» Excerpt to read:
Custom data extraction and formatting from a BLAST database
The following examples show how to extract selected information from a BLAST database and how to format it:
Extract the accession, sequence length, and masked locations for GI 71022837: $ blastdbcmd -entry 71022837 -db Test/mask-data-db -outfmt "%a %l %m" XP_761648.1 1292 119-139;140-144;147-152;154-160;161-216;
Extract different sequence ranges from the BLAST databases
The command below will extract two different sequences: bases 40-80 in human chromosome Y (GI 13626247) with the masked regions in lowercase characters (notice argument 30, the masking algorithm ID which is available in this BLAST database) and bases 1-10 in the minus strand of human chromosome 20 (GI 14772189).

» Dataset records:
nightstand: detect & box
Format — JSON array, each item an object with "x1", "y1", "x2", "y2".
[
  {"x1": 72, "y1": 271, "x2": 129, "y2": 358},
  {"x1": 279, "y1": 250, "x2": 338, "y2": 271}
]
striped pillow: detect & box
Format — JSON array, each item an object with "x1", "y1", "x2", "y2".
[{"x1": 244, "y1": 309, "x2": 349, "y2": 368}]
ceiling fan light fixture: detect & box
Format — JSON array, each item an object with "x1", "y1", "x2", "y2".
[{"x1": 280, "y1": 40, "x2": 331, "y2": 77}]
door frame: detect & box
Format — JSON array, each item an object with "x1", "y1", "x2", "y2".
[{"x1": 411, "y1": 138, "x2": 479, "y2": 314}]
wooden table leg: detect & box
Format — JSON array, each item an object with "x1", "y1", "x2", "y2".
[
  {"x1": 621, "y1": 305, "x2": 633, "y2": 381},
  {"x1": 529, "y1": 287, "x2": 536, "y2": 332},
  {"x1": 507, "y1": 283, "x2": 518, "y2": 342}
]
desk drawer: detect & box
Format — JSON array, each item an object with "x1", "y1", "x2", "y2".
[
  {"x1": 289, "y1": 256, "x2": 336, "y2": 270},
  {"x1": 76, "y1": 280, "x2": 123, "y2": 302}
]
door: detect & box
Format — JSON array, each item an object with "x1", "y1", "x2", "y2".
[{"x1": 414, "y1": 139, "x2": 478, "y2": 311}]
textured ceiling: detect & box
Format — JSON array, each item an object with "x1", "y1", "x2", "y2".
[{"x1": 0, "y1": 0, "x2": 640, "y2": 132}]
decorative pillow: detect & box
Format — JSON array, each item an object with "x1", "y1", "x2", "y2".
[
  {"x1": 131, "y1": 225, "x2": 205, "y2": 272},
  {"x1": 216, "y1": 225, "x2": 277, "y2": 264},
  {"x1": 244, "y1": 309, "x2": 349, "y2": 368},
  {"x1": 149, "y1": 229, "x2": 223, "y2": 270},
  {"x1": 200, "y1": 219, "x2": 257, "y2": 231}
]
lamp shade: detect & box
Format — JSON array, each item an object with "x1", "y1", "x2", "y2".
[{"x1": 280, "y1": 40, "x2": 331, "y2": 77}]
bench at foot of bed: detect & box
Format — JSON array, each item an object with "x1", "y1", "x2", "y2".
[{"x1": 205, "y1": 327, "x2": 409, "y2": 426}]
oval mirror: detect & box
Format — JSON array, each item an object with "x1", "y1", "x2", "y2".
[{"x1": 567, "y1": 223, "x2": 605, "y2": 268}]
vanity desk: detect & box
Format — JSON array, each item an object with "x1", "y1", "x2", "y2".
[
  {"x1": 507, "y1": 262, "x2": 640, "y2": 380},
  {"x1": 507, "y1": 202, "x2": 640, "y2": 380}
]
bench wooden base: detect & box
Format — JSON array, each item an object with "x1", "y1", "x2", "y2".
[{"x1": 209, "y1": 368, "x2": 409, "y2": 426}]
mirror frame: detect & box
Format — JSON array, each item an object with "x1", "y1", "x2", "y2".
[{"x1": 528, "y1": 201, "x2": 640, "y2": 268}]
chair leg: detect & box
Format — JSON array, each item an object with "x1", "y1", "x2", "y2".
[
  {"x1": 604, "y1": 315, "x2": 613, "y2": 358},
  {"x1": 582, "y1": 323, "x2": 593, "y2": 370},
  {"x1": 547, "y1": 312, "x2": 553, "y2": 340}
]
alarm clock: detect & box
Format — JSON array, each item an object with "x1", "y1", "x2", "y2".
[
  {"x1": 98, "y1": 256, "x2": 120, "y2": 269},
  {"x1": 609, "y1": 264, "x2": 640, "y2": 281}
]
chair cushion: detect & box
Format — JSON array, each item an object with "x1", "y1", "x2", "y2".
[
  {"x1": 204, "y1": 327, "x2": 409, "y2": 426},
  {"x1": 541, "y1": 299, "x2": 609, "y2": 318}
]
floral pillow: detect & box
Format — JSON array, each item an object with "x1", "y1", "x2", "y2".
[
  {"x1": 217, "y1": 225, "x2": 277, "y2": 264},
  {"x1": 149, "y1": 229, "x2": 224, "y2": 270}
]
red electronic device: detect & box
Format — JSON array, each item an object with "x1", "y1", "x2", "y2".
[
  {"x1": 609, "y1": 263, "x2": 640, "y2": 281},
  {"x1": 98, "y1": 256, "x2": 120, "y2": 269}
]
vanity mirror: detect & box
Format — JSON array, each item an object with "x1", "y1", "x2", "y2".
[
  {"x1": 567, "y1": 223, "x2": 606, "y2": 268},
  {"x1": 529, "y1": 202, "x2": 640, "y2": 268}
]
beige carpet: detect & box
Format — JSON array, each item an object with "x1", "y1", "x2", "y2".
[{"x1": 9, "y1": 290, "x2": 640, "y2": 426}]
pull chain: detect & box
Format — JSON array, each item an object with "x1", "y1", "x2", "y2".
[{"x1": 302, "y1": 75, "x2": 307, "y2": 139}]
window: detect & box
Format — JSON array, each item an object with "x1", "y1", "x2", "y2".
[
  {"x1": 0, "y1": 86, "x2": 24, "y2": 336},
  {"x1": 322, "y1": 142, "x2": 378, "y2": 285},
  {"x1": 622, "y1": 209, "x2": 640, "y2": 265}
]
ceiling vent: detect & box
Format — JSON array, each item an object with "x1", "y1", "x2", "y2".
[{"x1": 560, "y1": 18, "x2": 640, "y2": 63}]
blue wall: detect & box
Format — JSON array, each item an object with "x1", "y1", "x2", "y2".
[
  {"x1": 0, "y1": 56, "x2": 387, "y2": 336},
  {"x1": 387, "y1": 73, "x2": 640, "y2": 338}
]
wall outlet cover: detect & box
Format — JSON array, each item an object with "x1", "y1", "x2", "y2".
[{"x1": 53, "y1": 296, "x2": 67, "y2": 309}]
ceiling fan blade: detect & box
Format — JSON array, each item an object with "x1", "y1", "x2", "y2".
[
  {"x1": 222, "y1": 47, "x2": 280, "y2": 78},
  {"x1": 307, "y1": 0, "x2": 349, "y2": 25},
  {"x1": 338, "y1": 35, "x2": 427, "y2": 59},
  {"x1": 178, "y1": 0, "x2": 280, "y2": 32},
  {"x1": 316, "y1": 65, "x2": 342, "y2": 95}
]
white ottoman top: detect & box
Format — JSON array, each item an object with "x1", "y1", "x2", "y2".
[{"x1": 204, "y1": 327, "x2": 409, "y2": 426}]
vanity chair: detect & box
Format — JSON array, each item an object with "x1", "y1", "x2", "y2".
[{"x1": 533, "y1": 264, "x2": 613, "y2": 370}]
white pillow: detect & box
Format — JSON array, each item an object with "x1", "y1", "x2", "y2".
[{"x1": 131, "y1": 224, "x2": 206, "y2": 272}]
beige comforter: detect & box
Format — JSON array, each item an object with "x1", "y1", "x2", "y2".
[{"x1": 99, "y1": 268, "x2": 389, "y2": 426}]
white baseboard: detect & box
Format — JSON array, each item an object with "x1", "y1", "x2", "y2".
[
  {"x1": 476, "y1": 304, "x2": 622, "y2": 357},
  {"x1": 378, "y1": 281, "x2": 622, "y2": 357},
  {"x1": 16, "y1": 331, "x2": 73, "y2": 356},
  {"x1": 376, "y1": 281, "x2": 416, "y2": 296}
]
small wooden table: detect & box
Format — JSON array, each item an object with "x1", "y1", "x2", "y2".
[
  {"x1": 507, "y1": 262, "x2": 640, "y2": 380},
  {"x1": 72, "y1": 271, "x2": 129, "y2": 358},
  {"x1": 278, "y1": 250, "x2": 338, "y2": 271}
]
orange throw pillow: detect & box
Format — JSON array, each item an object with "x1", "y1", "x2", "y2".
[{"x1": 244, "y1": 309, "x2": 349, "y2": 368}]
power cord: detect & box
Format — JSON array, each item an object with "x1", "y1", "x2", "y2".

» Complete the following:
1 – From the BLAST excerpt, return the passage starting with "Custom data extraction" and going on through "20 (GI 14772189).".
2 – Answer these questions using the BLAST excerpt.
(a) What accession and sequence length does the extraction for GI 71022837 return?
(b) Which bases of human chromosome Y does the command extract?
(c) What does argument 30 identify?
The dataset records were taken from a different source than the BLAST excerpt.

» Solutions to the tasks:
1 –
Custom data extraction and formatting from a BLAST database
The following examples show how to extract selected information from a BLAST database and how to format it:
Extract the accession, sequence length, and masked locations for GI 71022837: $ blastdbcmd -entry 71022837 -db Test/mask-data-db -outfmt "%a %l %m" XP_761648.1 1292 119-139;140-144;147-152;154-160;161-216;
Extract different sequence ranges from the BLAST databases
The command below will extract two different sequences: bases 40-80 in human chromosome Y (GI 13626247) with the masked regions in lowercase characters (notice argument 30, the masking algorithm ID which is available in this BLAST database) and bases 1-10 in the minus strand of human chromosome 20 (GI 14772189).

2 –
(a) XP_761648.1, with a sequence length of 1292
(b) Bases 40-80
(c) The masking algorithm ID available in the BLAST database